» What you should do
Until you reach the line containing "Target: person's leg", reproduce each line of the listing exactly, please, and include that line as well.

» Input data
□ □ □ □ □

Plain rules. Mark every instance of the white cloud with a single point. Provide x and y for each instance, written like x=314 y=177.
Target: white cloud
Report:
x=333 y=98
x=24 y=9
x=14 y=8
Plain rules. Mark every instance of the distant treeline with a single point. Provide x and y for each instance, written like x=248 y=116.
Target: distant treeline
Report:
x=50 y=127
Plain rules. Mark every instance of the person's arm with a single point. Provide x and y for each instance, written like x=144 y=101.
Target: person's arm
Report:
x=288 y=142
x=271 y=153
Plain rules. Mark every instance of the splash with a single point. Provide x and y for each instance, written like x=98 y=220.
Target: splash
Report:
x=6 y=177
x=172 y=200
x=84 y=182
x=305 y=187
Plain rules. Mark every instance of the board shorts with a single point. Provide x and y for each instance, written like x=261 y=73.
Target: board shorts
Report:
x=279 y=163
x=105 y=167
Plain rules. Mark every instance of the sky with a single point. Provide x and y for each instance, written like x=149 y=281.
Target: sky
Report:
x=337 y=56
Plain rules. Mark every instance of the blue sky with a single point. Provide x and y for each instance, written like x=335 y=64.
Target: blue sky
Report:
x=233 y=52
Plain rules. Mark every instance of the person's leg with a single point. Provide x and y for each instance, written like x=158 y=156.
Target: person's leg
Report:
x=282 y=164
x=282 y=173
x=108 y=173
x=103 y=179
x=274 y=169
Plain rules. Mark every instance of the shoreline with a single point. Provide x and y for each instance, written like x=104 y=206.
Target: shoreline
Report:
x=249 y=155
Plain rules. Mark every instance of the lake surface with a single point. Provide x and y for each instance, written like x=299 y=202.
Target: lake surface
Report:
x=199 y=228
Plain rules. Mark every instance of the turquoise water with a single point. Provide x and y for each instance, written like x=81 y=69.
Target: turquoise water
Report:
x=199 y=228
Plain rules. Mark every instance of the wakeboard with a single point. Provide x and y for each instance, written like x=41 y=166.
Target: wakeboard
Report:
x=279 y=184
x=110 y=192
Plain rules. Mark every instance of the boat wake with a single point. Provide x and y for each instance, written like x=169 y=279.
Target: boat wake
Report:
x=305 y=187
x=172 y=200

□ □ □ □ □

» Answer to the exercise
Plain rules. Mark every instance of the white cloud with a single point. Provide x and y for each instance, written like x=314 y=177.
Target: white cloud
Report:
x=333 y=98
x=24 y=9
x=14 y=8
Plain rules. Mark every instance of the distant treeline with a single point. Provide x and y for each instance, written like x=248 y=116.
Target: distant treeline
Report:
x=50 y=127
Plain rules. Mark every instance of the person's arm with a single point. Provide x and y for each instance, written like x=144 y=101.
Target: person's arm
Report:
x=288 y=142
x=271 y=153
Plain rules. Mark every instance of the splash with a single point. Provide x and y for each instance, written like x=98 y=220.
Target: splash
Report:
x=6 y=177
x=172 y=200
x=84 y=182
x=305 y=187
Plain rules. Mark every instance of the board shorts with a single point. Provide x and y for each instance, written like x=261 y=73.
Target: board shorts
Report:
x=279 y=163
x=105 y=167
Plain rules. Mark every instance of the sky with a single point. Provide x and y for each instance, written like x=149 y=281.
Target: sky
Report:
x=337 y=56
Plain rules. Mark every instance of the blue sky with a single point. Provide x and y for each instance, written like x=335 y=64.
Target: blue sky
Report:
x=233 y=52
Plain rules. Mark every instance of the person's leg with a single point. Provide x and y for each instance, written like x=158 y=156.
Target: person's leg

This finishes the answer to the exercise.